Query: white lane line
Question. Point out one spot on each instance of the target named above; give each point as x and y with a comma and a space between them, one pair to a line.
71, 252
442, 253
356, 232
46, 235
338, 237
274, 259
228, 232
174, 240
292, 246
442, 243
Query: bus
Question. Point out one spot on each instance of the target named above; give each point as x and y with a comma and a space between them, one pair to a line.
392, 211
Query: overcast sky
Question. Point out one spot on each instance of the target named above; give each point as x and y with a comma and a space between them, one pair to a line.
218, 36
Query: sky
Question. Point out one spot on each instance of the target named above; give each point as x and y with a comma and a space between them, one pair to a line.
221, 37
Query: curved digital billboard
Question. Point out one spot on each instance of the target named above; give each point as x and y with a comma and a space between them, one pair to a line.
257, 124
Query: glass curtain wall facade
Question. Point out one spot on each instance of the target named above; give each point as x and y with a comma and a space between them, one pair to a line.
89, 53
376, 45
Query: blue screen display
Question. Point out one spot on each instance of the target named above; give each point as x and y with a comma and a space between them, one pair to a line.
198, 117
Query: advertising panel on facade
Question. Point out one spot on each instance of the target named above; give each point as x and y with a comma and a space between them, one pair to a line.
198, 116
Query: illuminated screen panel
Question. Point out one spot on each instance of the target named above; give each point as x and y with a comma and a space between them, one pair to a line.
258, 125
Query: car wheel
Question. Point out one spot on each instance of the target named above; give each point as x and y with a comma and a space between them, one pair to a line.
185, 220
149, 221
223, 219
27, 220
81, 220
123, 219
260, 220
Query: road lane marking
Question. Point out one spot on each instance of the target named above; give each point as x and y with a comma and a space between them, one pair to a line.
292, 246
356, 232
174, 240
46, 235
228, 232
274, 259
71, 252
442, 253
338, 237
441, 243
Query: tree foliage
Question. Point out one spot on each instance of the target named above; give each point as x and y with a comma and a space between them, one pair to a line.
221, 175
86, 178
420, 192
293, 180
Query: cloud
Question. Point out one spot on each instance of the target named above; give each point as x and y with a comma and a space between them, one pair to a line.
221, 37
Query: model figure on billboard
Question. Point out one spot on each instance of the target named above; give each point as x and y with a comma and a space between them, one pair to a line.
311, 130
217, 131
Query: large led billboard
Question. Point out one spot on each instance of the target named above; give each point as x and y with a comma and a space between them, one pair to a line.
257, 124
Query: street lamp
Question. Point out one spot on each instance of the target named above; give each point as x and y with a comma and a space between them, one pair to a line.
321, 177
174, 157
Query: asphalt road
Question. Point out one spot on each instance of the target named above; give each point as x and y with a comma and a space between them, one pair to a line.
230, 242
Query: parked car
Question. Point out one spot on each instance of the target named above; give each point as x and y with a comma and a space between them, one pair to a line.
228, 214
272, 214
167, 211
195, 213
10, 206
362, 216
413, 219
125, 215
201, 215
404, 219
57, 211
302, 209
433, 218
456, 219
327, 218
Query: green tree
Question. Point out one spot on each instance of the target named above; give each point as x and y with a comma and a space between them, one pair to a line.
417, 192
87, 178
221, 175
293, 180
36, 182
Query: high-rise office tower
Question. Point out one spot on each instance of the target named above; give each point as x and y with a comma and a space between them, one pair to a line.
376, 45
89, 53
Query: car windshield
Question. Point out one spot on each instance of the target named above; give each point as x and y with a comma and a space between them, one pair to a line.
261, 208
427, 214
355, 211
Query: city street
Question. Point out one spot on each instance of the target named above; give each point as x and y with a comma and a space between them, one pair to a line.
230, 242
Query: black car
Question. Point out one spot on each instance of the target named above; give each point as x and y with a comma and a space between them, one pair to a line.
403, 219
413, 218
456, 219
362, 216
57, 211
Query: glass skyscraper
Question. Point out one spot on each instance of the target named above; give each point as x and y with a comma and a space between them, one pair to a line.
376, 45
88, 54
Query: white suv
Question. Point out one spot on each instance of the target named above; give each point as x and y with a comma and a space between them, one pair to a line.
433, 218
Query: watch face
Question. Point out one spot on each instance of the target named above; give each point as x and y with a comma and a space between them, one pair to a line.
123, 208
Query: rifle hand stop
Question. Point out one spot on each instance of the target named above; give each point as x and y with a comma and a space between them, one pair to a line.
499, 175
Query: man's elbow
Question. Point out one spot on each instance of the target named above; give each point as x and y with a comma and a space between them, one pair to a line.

----------

Copy out every one of the records above word for word, keeping each line in its original order and form.

● Task output
Query: white lane line
Question. Point out one spot on each instance of the target named above; give each point as x and y with a comma and a space between them, one pair to a line.
71, 252
442, 253
356, 232
46, 235
338, 237
274, 259
228, 232
174, 240
292, 246
442, 243
Query: bus
Question. Point out one spot on each instance of the target named above; give each point as x and y with a comma and a space between them, one pair to a line.
392, 211
Query: overcast sky
Question. Point out one spot on each instance of the target named above; give each point as x and y with a comma and a space between them, one pair to a line.
218, 36
Query: sky
Question. Point out one spot on each instance of the target named above; give each point as x and y with a comma and a space between them, one pair to a line.
221, 37
Query: curved digital billboard
Question. Point out one spot on each instance of the target named above; give each point as x and y with a comma and a space between them, one pair to a line.
257, 124
Query: glass curtain wall facade
Question. Point out one spot on each instance of the target named above; give each point as x and y with a comma and a space between them, one pair to a line.
89, 53
376, 45
Query: blue screen display
Question. Point out one spot on each instance of the target named above; give each point as x and y with a comma and a space between them, one pair to a line.
198, 117
Query: advertising panel on facade
Question. Point out one spot on each instance of the target named above; give each point as x and y with a comma and a space between them, one pair to a line.
198, 116
Query: illuminated screen panel
Question. Point out one spot on each instance of the target named above; give each point as x and y with a comma and a space between them, one pair to a line.
258, 125
Query: car wheel
Question. Point out one spot on each instance of the target named above; give each point as x and y with a comma and a space between them, one pair to a line.
185, 220
149, 221
223, 219
27, 220
81, 220
123, 219
260, 220
Query: road lane marking
Question. Point out one spot on each instance of the target named above; give each point as x and y with a comma and a space between them, one pair to a line.
292, 246
356, 232
174, 240
46, 235
228, 232
274, 259
71, 252
442, 253
338, 237
441, 243
Query: tree foliage
Question. Point out one spot on each instance of the target named above; give each point as x and y with a comma and a space between them, one pair to a line.
221, 175
86, 178
420, 192
293, 180
Query: cloud
Question. Point out one spot on each instance of the target named above; give each point as x and y with a comma and a space between them, one pair to a line.
221, 37
Query: model figure on billboard
Question. Point out one spot on each instance of the target named above; give each point as x and y with a comma and a space between them, one pair to a line.
311, 130
217, 131
Query: large led billboard
Question. Point out one spot on each instance of the target named above; give each point as x and y with a comma and a space between them, one pair to a line.
257, 124
Query: street lamp
Question. Point out one spot on each instance of the target named above; give each point as x and y with a comma and a space between them, one pair to a line.
321, 177
174, 157
Query: asphalt road
Question. Point out one spot on each instance of the target named above; give each point as x and y with a comma and a space between them, one pair to a line.
230, 242
Query: parked car
Question. Point out one spot on each instance of the target named above; give each point as x and y with a comma and a space between them, one pair to a line.
228, 214
272, 214
167, 211
195, 213
10, 206
362, 216
413, 219
125, 215
201, 215
404, 219
57, 211
302, 209
433, 218
456, 219
327, 218
Query: green tree
Question. Point out one spot on each instance of the target named above; give each point as x and y with a comma and a space between them, one pair to a line.
417, 192
87, 178
221, 175
293, 180
36, 182
Query: high-rise office tower
Question. Point out one spot on each instance of the target named above; give each point as x and y with a comma and a space between them, one pair to a line.
376, 45
89, 53
Query: car windshield
Question. Point out one spot on each instance of the target named above; give each point as x and y with a comma and a space between them, one pair to a line.
261, 208
427, 214
355, 211
Query: city street
Question. Point out one spot on each instance of the target named above; give each point as x and y with a comma and a space between them, one pair to a line.
230, 242
Query: black car
Question. Point out one spot on each instance of the target named above; give each point as x and y with a comma and a space between them, one pair to a line.
403, 219
413, 218
456, 219
362, 216
57, 211
Query: glass skyscraper
Question. Point out one spot on each instance of the target named above; give each point as x and y with a comma and a space between them, one pair to a line.
376, 45
88, 54
Query: white suv
Question. Point out one spot on each instance of the target named above; give each point as x and y with a comma and a space between them, one pair to a line.
433, 218
Query: watch face
Question. Point out one spot on each instance of the target named above; give each point as x and y with a comma and a space between them, one pair to a line.
123, 208
Query: rifle hand stop
Question. Point out one spot on each instance of the target named above; give each point as x and y with a comma and a space between them, one pair to a line.
499, 175
Query: man's elbow
Question. Point out one spot on each instance of the target named above; give each point as x and y with a comma and a space between them, one pair to a line.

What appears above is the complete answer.